▶ **OBJECTIVE**:
Add 75 to every coordinate in the answer outlines and write out everything from the start of the entries down to and including the line containing "396], [753, 369]]". Include the requests and format samples unchanged.

--- start INPUT ROWS ---

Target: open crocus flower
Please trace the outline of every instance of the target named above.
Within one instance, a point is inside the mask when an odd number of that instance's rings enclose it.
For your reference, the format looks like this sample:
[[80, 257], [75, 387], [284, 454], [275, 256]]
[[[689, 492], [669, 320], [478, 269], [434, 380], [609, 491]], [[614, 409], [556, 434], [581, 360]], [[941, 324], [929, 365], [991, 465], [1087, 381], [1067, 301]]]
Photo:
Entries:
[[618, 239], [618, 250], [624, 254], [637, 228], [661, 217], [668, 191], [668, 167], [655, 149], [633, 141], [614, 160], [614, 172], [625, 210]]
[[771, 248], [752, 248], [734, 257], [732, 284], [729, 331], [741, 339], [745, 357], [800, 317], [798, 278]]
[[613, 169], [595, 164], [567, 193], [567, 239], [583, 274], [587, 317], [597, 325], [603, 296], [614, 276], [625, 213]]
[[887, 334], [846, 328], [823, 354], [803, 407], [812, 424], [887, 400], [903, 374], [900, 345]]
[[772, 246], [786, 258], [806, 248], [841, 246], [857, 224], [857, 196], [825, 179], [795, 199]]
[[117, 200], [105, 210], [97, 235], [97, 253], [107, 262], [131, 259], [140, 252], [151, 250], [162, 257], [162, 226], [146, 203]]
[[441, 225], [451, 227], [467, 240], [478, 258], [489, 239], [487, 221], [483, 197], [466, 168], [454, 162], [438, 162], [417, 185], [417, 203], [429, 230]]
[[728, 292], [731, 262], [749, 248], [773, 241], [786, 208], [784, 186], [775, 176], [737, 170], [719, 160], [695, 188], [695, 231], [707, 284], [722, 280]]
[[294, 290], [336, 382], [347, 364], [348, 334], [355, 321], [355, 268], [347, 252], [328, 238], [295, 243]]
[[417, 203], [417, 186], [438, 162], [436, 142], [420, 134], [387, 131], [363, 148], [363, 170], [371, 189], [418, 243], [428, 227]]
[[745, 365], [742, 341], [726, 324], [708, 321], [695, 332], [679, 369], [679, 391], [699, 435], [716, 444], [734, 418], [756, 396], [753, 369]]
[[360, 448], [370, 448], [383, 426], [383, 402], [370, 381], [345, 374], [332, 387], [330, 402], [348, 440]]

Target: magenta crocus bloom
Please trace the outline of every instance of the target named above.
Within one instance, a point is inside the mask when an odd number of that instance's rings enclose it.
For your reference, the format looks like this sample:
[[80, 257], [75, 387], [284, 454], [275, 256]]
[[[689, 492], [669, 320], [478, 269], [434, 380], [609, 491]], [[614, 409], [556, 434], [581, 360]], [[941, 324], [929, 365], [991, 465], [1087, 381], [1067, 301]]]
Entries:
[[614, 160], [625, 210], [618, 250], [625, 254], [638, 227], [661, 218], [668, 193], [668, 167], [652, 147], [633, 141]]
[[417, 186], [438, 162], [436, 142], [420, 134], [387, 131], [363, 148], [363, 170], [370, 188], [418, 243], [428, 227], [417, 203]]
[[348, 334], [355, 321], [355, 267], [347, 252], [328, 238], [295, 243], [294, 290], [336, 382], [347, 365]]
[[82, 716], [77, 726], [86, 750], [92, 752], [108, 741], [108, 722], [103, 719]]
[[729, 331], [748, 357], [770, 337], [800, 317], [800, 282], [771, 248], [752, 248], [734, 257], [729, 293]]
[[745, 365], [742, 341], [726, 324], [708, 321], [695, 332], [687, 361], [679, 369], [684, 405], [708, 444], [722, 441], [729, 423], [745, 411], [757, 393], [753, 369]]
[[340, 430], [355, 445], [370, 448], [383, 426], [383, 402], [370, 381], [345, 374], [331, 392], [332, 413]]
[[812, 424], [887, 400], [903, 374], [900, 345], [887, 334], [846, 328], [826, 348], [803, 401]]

--- end INPUT ROWS ---

▶ **THE ANSWER**:
Target: open crocus flower
Please trace the outline of every instance of the target named above.
Within one instance, a point is inside the mask when an odd number of that instance's rings enclose it.
For your reference, the format looks like this sample:
[[80, 257], [75, 387], [284, 454], [275, 256]]
[[[689, 492], [669, 320], [478, 269], [434, 380], [609, 491]], [[614, 409], [556, 434], [581, 360]], [[941, 324], [929, 365], [991, 465], [1087, 381], [1067, 301]]]
Photo:
Entries:
[[693, 314], [693, 325], [699, 329], [712, 303], [736, 292], [743, 266], [743, 242], [730, 224], [708, 216], [689, 235], [689, 247], [700, 285]]
[[846, 323], [827, 323], [809, 332], [807, 359], [804, 406], [816, 414], [820, 432], [875, 392], [873, 353]]
[[688, 244], [670, 239], [642, 268], [642, 314], [658, 349], [662, 392], [672, 400], [678, 371], [689, 351], [700, 288]]
[[962, 409], [921, 403], [898, 429], [878, 482], [887, 499], [962, 475], [978, 449], [975, 420]]
[[847, 321], [861, 333], [881, 323], [916, 321], [932, 299], [932, 271], [900, 254], [870, 274]]
[[192, 275], [180, 285], [172, 310], [172, 328], [182, 337], [206, 334], [215, 327], [226, 325], [237, 332], [237, 301], [221, 278]]
[[516, 300], [526, 302], [542, 315], [553, 333], [564, 314], [562, 296], [558, 272], [541, 243], [529, 237], [513, 237], [492, 260], [492, 278], [504, 305]]
[[803, 367], [806, 337], [824, 323], [848, 316], [861, 283], [859, 261], [850, 251], [812, 245], [794, 235], [770, 263], [770, 306], [782, 359], [797, 355]]
[[369, 365], [411, 457], [422, 439], [423, 409], [430, 396], [430, 343], [422, 327], [403, 313], [370, 318]]
[[492, 278], [492, 261], [513, 237], [511, 217], [495, 209], [462, 206], [438, 223], [438, 245], [446, 264], [493, 318], [503, 302]]
[[820, 440], [817, 416], [801, 399], [783, 396], [770, 407], [754, 444], [754, 466], [774, 510], [791, 519], [809, 493], [831, 471], [828, 444]]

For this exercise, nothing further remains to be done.